En treize ans, l'IESH n'a diplômé qu'une quarantaine d'imams. Les jeunes Français manquaient d'enthousiasme pour se lancer dans une carrière sous-payée. Aujourd'hui, les imams ont encore très souvent un emploi rémunéré et prêchent de manière bénévole. Mais la situation évolue peu à peu. Les associations, de plus en plus désireuses de s'attacher un imam permanent, s'engagent davantage à les rétribuer. Avec l'ouverture en 2001 de son annexe à Saint-Denis, dirigée par le docteur Ahmed Jaballah (également membre de l'UOIF et du Conseil de la Fatwa de Dublin), la création de stages de formation accélérée et de filières de formation à distance, l'UOIF constitue bien la première force de formation d'imams français.
Face à elle, l'Institut Ghazali de théologie, ouvert par la Mosquée de Paris en 1993, lié au gouvernement algérien, fait piètre figure. De l'aveu même de son directeur, Abdelkrim Bekri, ex-directeur de l'Institut de Formation des Imams d'Oran, «aucun imam n'est pour le moment diplômé de l'Institut, qui n'a pas fonctionné pendant plusieurs années». Mais 2006 verra enfin sortir sa première promotion d'imams ayant suivi les quatre années du cursus !
Souvent critiquée pour son manque d'organisation et le niveau très hétérogène de ses 60 élèves, la formation est même dénoncée dans certains couloirs ministériels comme «une filière d'immigration pour l'obtention des visas». Pour l'intellectuel Sadek Sellam, spécialiste de l'islam contemporain, si la formation de l'UOIF est «une formation idéologique qui défie la laïcité», celle de la Mosquée de Paris est tout bonnement «folklorique» ! Certes balbutiante, elle enseigne un islam traditionnel, moins réformateur que celui affiché par le recteur Dalil Boubakeur, mais un islam « modéré ». En inscrivant à son programme les cours de deux professeurs français, non arabes et non musulmans, elle fait preuve d'une relative ouverture que confirme sa volonté de collaborer avec l'université française. Une initiative largement impulsée par Dominique de Villepin, alors ministre de l'Intérieur, qui avait lui-même souhaité qu'une formation profane en faculté complète la formation théologique dispensée à la Mosquée. Un moyen aussi pour l'Etat de contourner les lourdeurs du CFCM, où les patrons de fédérations, prêchant pour leur chapelle réciproque, s'opposent à toute avancée. Depuis les élections de juin dernier, on n'a toujours pas réussi à se mettre d'accord sur la composition des différentes commissions du Conseil !
Après l'échec l'an passé d'une tentative de rapprochement avec la Sorbonne, et le bruyant rejet par son Conseil de la Vie étudiante d'une convention de diplôme universitaire réalisée dans la précipitation et avec un peu d'amateurisme, la Mosquée a repris des pourparlers avec Paris-VIII. Cette fois-ci, pas de diplôme spécifique destiné aux futurs imams, mais la possibilité pour les étudiants religieux d'«entrer dans nos modules de formation avec les autres, et sur les mêmes critères», explique le président d'université Pierre Lunel. Droit, histoire, civilisation française... la formule n'est pas encore votée par le Conseil de la Vie étudiante de Saint-Denis.

## DONNÉES FOURNIES
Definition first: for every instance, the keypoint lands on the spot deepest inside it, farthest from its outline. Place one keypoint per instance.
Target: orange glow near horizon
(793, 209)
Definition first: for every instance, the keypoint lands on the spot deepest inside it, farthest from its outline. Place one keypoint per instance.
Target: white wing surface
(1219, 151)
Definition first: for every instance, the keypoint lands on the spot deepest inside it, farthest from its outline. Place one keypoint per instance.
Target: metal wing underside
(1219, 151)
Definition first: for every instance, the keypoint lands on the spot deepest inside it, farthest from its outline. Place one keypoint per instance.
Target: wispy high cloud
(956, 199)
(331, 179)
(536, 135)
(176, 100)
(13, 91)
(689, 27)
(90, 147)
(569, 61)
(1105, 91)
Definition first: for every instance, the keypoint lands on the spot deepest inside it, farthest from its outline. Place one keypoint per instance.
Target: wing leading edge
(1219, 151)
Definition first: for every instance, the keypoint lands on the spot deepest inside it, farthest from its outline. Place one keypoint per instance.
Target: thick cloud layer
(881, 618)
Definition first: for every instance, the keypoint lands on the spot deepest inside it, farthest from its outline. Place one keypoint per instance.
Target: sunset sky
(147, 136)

## ÉNONCÉ DU PROBLÈME 1
Relevez toutes les personnes désignées par leur nom dans le texte sur la formation des imams.
## ÉNONCÉ DU PROBLÈME 2
Recopiez fidèlement le passage du texte sur la formation des imams qui commence par « Face à elle, l'Institut » et se poursuit jusqu'à « du cursus ! ».

## SOLUTION COMPLÈTE 1
- Ahmed Jaballah
- Abdelkrim Bekri
- Sadek Sellam
- Dalil Boubakeur
- Dominique de Villepin
- Pierre Lunel

## SOLUTION COMPLÈTE 2
Face à elle, l'Institut Ghazali de théologie, ouvert par la Mosquée de Paris en 1993, lié au gouvernement algérien, fait piètre figure. De l'aveu même de son directeur, Abdelkrim Bekri, ex-directeur de l'Institut de Formation des Imams d'Oran, «aucun imam n'est pour le moment diplômé de l'Institut, qui n'a pas fonctionné pendant plusieurs années». Mais 2006 verra enfin sortir sa première promotion d'imams ayant suivi les quatre années du cursus !